QUESTIONS TO ANSWER –
A) Answer these questions about the text on the HZB perovskite silicon tandem record:
(i) What efficiency did the three HZB teams reach?
(ii) Since what year have several HZB groups been working on perovskite semiconductors and silicon technologies?
(iii) What certified efficiency did Oxford PV announce in 2020?
B) In the text on the HZB perovskite silicon tandem record, rewrite the part that opens with the words containing "Three HZB teams, led" and closes with "in the NREL-charts.", substituting "best value" for "record value".
C) Carry on the text about the HZB perovskite silicon tandem record from the point where it stops.

:: READING PASSAGE ::

Three HZB teams, led by Prof. Christiane Becker, Prof. Bernd Stannowski and Prof. Steve Albrecht, have jointly managed to bring the efficiency of perovskite silicon tandem solar cells to a new record value of 29.80%. This result has been officially certified by Fraunhofer ISE CalLab and is documented in the NREL-charts.
Several HZB groups have been working intensively since 2015 on both the perovskite semiconductors and silicon technologies and the combination of both into innovative tandem solar cells. In January 2020, HZB had achieved a record 29.15 % for a perovskite silicon tandem solar cell. Then, also in 2020, the company Oxford PV was able to announce a certified efficiency of 29.52%. Since then, the race for new records has been on. "An efficiency of 30% is like a psychological threshold for this fascinating new technology which could revolutionize the photovoltaic industry in the near future," explains Steve Albrecht, who is working on perovskite thin films at the HySPRINT lab at HZB. Bernd Stannowski, group leader for silicon technology, adds: "I would particularly emphasize the good cooperation between the different groups and institutes at HZB. This is how we managed to develop these new tandem solar cells entirely at HZB and once again get the world record."

:::
:: SUPPLIED MATERIAL ::

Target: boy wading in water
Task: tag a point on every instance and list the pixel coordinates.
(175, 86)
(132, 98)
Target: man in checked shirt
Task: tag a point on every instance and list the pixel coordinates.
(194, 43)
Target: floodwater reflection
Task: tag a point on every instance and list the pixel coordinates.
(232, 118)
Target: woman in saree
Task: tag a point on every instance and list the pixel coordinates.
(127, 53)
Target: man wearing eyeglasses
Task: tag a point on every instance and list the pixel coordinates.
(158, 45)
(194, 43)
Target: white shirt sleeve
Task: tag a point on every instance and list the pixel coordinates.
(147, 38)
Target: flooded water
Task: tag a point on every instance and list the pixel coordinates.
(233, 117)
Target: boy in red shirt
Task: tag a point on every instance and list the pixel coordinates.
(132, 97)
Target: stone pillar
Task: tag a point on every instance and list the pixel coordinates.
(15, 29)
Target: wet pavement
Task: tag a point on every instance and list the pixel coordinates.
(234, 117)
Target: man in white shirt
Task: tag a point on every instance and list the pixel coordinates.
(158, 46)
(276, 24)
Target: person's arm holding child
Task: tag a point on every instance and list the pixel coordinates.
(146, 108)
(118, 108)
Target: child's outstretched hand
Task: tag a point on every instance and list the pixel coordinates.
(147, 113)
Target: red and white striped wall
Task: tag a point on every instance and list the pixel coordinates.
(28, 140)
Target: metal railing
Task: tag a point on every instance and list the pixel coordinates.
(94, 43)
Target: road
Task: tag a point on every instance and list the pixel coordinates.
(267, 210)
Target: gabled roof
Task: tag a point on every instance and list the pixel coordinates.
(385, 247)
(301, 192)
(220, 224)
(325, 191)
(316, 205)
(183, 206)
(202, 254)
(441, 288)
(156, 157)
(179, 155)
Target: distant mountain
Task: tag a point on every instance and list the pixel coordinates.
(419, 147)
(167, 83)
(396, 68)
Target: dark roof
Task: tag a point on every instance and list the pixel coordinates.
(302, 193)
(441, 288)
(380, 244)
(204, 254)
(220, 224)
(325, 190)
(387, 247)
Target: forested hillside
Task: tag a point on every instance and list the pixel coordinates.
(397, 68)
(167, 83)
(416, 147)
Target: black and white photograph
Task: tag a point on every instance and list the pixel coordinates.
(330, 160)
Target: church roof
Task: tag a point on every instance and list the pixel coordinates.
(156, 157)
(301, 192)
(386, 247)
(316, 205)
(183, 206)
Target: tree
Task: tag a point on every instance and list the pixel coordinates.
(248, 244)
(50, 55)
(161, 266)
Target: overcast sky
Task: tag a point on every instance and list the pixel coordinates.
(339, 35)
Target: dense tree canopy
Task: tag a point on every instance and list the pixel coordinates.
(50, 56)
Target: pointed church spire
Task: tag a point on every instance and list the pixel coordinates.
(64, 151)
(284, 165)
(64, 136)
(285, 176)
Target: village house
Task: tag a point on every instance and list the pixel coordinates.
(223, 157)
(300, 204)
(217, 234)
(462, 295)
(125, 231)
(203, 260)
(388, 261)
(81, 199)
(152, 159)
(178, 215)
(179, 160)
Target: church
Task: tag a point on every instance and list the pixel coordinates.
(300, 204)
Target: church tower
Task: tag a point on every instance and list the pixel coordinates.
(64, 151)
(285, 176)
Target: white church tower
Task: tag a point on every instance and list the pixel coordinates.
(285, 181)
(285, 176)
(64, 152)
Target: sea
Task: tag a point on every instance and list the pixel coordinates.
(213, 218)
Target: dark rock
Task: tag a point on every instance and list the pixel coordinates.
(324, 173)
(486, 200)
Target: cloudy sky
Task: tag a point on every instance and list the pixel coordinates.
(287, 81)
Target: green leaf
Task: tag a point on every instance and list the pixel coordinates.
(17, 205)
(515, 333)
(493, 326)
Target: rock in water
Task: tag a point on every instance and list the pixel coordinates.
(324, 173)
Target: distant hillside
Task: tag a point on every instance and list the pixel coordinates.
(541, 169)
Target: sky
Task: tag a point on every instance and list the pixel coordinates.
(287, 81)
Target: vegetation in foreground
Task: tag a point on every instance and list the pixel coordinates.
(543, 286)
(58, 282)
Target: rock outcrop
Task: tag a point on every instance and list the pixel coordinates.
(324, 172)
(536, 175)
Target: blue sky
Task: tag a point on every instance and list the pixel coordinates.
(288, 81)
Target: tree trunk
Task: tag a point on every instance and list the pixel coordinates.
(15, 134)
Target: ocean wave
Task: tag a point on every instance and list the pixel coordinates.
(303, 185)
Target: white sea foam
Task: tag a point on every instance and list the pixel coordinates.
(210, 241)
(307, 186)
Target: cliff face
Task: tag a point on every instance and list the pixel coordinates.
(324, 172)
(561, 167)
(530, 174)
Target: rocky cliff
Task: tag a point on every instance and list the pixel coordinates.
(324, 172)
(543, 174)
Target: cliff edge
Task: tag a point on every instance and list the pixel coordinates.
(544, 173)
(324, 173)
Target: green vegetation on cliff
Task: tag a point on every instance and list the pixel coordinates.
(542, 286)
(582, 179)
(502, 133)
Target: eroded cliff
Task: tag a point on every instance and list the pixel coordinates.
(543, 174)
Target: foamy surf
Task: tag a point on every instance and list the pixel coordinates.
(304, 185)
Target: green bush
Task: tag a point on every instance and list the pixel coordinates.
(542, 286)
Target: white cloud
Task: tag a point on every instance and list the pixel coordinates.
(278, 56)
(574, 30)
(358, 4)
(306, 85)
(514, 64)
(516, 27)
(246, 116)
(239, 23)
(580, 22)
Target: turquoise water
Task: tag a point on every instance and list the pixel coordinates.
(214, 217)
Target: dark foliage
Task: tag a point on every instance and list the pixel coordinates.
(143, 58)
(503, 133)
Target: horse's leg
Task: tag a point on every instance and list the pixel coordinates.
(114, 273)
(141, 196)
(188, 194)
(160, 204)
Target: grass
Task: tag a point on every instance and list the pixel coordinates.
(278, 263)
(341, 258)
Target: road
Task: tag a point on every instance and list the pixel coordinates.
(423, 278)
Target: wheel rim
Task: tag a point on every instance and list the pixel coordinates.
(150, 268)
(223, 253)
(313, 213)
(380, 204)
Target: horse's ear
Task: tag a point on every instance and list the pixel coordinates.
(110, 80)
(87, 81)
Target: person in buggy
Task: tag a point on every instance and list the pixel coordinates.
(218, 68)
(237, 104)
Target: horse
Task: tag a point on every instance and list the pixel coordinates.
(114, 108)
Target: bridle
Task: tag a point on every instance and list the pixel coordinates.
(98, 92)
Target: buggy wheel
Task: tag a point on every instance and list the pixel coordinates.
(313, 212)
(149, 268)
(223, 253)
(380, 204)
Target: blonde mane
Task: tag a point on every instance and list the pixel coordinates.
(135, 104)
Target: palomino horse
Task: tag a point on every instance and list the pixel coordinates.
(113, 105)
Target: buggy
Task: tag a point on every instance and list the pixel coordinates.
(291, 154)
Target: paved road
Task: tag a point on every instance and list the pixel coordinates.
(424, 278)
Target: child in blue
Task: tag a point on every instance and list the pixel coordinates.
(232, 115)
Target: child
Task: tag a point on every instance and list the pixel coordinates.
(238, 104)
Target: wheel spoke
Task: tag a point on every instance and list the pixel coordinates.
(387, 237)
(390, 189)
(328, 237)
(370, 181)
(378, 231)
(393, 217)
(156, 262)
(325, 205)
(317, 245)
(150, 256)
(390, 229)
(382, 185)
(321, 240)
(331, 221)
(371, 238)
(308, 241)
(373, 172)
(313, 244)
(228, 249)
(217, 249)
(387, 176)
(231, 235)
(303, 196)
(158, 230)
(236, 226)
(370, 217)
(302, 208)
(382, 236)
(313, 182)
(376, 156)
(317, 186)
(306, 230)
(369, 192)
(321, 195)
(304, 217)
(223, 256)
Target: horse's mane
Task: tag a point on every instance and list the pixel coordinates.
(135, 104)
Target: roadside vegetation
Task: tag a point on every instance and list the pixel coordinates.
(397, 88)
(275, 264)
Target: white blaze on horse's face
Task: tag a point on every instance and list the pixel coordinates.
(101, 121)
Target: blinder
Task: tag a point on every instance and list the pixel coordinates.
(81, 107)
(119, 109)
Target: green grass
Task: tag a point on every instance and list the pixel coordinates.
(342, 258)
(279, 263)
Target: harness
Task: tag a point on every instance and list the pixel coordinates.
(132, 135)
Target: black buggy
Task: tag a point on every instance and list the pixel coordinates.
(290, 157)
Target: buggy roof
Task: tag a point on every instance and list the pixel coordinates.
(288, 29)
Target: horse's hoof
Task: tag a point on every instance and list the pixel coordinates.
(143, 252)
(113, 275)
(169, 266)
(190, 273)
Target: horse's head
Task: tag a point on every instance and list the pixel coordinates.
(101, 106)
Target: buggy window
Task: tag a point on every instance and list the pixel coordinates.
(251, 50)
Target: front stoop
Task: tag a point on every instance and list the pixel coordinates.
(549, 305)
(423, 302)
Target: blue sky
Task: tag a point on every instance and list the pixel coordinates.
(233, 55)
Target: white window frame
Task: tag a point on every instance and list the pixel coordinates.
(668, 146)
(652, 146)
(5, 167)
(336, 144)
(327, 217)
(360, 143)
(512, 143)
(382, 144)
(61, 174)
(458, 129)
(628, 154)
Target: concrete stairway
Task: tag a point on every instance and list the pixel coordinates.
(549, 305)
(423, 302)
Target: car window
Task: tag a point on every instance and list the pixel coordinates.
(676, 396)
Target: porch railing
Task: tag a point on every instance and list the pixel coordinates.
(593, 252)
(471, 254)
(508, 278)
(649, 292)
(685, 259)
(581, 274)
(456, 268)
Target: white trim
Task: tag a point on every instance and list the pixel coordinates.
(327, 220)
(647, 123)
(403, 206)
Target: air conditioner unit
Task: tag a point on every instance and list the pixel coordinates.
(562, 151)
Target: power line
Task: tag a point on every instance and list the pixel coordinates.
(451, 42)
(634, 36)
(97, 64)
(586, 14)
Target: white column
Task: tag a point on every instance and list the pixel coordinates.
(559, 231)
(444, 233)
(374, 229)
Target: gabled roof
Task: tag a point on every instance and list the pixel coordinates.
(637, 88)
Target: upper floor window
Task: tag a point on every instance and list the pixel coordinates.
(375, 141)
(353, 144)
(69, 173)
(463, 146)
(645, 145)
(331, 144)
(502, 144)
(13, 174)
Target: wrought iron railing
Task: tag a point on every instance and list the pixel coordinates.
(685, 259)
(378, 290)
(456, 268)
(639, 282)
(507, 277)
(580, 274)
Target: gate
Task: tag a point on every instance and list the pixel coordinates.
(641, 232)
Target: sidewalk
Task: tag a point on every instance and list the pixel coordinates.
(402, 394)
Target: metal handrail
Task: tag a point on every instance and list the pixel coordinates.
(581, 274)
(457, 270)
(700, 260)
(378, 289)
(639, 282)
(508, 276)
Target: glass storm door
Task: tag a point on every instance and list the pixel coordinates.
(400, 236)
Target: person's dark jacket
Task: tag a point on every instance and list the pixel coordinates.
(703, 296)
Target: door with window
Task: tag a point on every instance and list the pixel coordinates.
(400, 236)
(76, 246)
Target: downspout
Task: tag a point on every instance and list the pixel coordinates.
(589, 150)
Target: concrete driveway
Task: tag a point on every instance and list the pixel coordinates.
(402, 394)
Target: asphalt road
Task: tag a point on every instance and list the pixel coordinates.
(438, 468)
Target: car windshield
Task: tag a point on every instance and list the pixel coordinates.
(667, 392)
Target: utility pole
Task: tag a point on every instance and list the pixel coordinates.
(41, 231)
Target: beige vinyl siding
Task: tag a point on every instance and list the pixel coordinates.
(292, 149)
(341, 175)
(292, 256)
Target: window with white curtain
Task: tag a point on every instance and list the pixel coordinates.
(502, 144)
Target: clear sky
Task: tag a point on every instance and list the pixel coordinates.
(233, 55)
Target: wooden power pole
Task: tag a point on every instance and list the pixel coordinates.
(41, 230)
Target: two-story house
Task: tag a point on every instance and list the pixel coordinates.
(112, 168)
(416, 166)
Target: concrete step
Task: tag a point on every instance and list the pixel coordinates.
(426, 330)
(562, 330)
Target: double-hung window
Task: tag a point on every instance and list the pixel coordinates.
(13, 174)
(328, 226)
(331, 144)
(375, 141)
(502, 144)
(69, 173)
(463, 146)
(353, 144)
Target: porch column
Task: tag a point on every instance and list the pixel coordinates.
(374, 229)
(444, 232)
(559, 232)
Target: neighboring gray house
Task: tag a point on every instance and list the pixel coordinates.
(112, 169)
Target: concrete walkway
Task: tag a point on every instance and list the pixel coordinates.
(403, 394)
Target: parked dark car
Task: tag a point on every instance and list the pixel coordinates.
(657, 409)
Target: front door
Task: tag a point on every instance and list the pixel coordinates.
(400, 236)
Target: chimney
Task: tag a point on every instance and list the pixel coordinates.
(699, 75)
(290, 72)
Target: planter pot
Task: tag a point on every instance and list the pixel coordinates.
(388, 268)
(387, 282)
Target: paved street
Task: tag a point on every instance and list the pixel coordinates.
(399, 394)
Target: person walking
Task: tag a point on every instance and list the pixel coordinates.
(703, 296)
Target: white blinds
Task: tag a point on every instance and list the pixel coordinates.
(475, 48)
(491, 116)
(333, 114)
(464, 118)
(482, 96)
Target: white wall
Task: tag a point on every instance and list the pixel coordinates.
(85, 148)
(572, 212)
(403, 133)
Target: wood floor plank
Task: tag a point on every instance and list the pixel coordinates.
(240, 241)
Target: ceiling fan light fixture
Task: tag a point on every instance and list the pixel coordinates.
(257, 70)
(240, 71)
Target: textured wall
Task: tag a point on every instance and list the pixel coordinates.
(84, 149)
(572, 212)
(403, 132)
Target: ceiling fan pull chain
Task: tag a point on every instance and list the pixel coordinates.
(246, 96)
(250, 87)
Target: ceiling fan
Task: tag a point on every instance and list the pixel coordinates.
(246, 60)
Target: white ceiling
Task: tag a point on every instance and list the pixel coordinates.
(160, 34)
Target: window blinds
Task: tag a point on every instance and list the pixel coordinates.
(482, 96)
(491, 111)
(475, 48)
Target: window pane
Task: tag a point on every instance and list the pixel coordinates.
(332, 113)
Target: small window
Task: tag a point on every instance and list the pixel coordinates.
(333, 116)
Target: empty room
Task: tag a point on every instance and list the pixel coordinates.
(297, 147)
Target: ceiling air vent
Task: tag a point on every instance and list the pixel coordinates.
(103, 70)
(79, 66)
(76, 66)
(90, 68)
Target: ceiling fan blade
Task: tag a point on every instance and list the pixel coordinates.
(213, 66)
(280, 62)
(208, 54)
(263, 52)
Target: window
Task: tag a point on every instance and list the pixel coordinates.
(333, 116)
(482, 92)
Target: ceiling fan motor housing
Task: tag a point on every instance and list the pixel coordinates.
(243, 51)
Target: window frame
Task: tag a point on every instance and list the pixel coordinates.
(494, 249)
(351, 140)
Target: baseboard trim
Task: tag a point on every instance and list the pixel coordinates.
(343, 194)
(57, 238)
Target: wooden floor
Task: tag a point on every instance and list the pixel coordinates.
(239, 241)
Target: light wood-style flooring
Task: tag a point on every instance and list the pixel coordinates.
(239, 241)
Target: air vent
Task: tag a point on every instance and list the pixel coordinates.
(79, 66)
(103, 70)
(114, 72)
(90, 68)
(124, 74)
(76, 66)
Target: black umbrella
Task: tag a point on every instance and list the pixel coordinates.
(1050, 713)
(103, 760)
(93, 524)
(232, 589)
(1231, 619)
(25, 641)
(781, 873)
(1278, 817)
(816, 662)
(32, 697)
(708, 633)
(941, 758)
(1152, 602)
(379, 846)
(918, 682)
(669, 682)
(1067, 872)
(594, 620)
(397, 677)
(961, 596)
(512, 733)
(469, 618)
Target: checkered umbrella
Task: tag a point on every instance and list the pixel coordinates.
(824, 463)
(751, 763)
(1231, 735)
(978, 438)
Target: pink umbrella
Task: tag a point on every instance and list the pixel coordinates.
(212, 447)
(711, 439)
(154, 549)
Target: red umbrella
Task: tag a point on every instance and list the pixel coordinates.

:::

ACTIVITY ANSWERS –
A)
(i) 29.80%
(ii) 2015
(iii) 29.52%

B)
Three HZB teams, led by Prof. Christiane Becker, Prof. Bernd Stannowski and Prof. Steve Albrecht, have jointly managed to bring the efficiency of perovskite silicon tandem solar cells to a new best value of 29.80%. This result has been officially certified by Fraunhofer ISE CalLab and is documented in the NREL-charts.

C)
For the new work, Dr. Philipp Tockhorn (Albrecht group) and doctoral student Johannes Sutter (Becker group) investigated how nanostructures at different interfaces affect the performance of a tandem solar cell, consisting of a perovskite solar cell on top of a silicon solar cell. First, they used a computer simulation to calculate the photocurrent density in the perovskite and silicon subcells for different geometries with and without nanotextures. Then they produced perovskite silicon tandem solar cells with different textures: "Even the nanotexturing on one side improves the light absorption and enables a higher photocurrent compared to a flat reference," says Sutter. And his colleague Tockhorn adds: "Remarkably, the nanotextures also lead to a slight improvement in the electronic quality of the tandem solar cell and to better film formation of the perovskite layers."
Improvements were also made to the back side of the tandem solar cell, which is designed to reflect infrared light back into the silicon absorber. "By using a dielectric reflector, we were able to use this part of the sunlight more efficiently, resulting in a higher photocurrent," says Dr. Alexandros Cruz Bournazou (Stannowski group).
The results pave the way for further improvements. The simulations suggest that the performance could be increased even further by nanostructuring the absorber layers on both sides. The researchers are convinced that an efficiency of well over 30% could be achievable soon.